Un duel entre le stylisme et la confection plane depuis longtemps,  accentué davantage par le contexte de la COVID-19 à Madagascar. Beaucoup de confectionneurs textiles se sont appropriés le titre de styliste, au détriment des professionnels. Et ce n’est pas tout, ces « pirates » leur phagocytent une grosse part de marché.
Le coronavirus a instauré la reconversion professionnelle dans presque tous les secteurs. Le monde de la couture n’y a pas échappé. Sur les réseaux sociaux, environ une vingtaine de pages, orientées vers la confection textile mais sous le titre de stylisme, ont vu le jour, leur objectif étant d’avoir plus de visibilité pour écouler leurs produits à des prix défiants ceux des produits des stylistes de renom.
L’auto-proclamation « styliste »
L’appellation « styliste » fait vendre. « Les confectionneurs textiles s’auto-proclament « stylistes » à des fins purement commerciales et trompent les acheteurs avec ce titre », dénonce Michael Vida, créateur de mode, styliste et également designer depuis 2005. « Il n’est pas rare qu’ils arrivent à impressionner la clientèle et vendent leurs produits de confection, après avoir copié les modèles de nos collections ».
Mais les férus de mode et de haute couture sont généralement alertés par le coût plutôt bas par rapport aux offres de stylistes de renom et ne tombent pas dans leurs filets. Par contre, ceux qui sont à l’affût du prêt-à -porter se satisfont des offres à bas prix des confectionneurs textiles, le plus important pour eux étant de porter des vêtements copiés sur des modèles d’une collection. Tel est le cas de Nampoina, jeune étudiante. « Tant que je peux porter un vêtement qui ressemble à celui d’un créateur que jamais je ne pourrais payer, je suis contente. Il suffit que je demande à ma couturière de réaliser un modèle que j’imprime sur du papier-photo et le tour est joué ».
Reproduction
Des patrons, des dessins, des bouts de tissus, quelques fils et une machine à coudre. C’est le profil type d’un atelier de couture standard. Un métier que Hery, couturier, qualifie de « pas facile » car même s’il crée ses propres modèles, d’après lui, « l’inspiration se calque sur des modèles existants sur Internet et la clientèle aime les reproductions bien faites. Je suis styliste parce que j’additionne mon style aux modèles que je vois et je m’en inspire. Cela fait de moi un styliste. Et comme j’arrive à vendre mes produits, j’estime que réussis dans mon domaine ».

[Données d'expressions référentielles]
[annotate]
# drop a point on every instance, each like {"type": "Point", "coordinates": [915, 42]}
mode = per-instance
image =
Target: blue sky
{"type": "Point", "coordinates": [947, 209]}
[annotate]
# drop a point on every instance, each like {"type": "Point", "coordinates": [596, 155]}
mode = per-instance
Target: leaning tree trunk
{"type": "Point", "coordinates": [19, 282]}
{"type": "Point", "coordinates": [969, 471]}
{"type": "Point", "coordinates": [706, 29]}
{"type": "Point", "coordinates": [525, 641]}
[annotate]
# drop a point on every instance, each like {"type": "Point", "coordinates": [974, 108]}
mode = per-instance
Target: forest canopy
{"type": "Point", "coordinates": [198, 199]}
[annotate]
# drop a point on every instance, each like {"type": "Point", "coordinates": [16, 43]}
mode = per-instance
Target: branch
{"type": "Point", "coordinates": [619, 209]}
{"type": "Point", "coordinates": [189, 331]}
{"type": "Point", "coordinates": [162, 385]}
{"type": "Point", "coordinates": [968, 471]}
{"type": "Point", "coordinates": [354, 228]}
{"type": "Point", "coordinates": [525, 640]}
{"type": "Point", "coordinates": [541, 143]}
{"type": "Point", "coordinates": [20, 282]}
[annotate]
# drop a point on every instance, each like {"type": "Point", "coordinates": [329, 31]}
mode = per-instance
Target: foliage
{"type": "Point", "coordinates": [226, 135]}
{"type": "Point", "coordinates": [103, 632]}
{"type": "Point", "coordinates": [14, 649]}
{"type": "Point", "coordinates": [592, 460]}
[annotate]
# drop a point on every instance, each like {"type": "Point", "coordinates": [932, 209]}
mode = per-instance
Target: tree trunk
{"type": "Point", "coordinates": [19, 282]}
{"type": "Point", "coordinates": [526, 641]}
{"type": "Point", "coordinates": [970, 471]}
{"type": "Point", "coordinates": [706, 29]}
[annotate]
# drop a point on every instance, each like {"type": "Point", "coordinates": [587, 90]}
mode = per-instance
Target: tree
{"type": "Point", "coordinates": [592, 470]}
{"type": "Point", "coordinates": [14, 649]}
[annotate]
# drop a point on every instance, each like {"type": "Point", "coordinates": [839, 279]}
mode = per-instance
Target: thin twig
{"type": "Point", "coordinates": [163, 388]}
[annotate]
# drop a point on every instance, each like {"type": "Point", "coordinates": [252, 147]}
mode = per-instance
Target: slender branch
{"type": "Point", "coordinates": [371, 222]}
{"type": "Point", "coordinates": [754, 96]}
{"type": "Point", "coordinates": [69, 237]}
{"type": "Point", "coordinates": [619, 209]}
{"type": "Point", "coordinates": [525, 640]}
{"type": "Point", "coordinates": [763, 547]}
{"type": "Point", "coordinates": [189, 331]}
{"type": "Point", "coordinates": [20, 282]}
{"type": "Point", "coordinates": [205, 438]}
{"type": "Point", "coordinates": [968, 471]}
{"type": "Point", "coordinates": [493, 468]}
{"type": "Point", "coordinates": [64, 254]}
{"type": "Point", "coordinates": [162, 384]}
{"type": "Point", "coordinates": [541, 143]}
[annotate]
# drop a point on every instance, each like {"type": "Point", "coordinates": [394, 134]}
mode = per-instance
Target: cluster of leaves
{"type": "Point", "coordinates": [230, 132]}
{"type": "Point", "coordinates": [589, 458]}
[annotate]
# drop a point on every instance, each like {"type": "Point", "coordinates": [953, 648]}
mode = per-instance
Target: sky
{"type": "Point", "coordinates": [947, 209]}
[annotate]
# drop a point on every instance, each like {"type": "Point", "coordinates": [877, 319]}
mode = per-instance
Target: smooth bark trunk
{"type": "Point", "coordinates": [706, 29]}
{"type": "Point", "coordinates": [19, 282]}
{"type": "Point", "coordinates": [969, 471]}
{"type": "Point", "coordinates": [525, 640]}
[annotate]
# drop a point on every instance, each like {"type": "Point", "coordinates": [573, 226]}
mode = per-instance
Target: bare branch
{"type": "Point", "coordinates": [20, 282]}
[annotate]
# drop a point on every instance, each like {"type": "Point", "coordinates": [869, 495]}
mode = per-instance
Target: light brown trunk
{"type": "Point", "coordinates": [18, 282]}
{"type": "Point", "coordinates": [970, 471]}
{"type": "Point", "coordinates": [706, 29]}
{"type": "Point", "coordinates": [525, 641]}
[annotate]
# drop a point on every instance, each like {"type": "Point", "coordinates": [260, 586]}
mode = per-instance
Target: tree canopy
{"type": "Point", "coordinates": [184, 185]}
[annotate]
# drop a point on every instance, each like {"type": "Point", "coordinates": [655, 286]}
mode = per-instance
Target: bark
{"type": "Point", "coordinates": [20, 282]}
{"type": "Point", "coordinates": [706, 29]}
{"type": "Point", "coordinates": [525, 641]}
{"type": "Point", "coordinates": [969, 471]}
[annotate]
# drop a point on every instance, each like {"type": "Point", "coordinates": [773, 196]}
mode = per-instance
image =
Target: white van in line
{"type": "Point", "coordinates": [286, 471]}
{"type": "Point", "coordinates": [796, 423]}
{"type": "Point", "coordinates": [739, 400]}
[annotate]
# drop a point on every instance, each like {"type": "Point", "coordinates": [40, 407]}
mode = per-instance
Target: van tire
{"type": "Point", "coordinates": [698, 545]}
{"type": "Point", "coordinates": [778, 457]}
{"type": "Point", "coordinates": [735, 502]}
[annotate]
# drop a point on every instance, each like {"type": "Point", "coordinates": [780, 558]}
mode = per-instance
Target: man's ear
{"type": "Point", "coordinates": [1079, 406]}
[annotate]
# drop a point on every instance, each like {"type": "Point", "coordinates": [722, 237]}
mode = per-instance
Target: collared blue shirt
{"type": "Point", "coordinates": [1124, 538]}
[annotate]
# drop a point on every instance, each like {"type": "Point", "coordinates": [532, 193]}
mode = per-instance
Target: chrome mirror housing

## Tâche à réaliser
D'après l'extrait sur le stylisme et la confection à Madagascar, combien de pages consacrées à la confection textile sous le titre de stylisme sont apparues sur les réseaux sociaux ?

## Réponse
Environ une vingtaine de pages.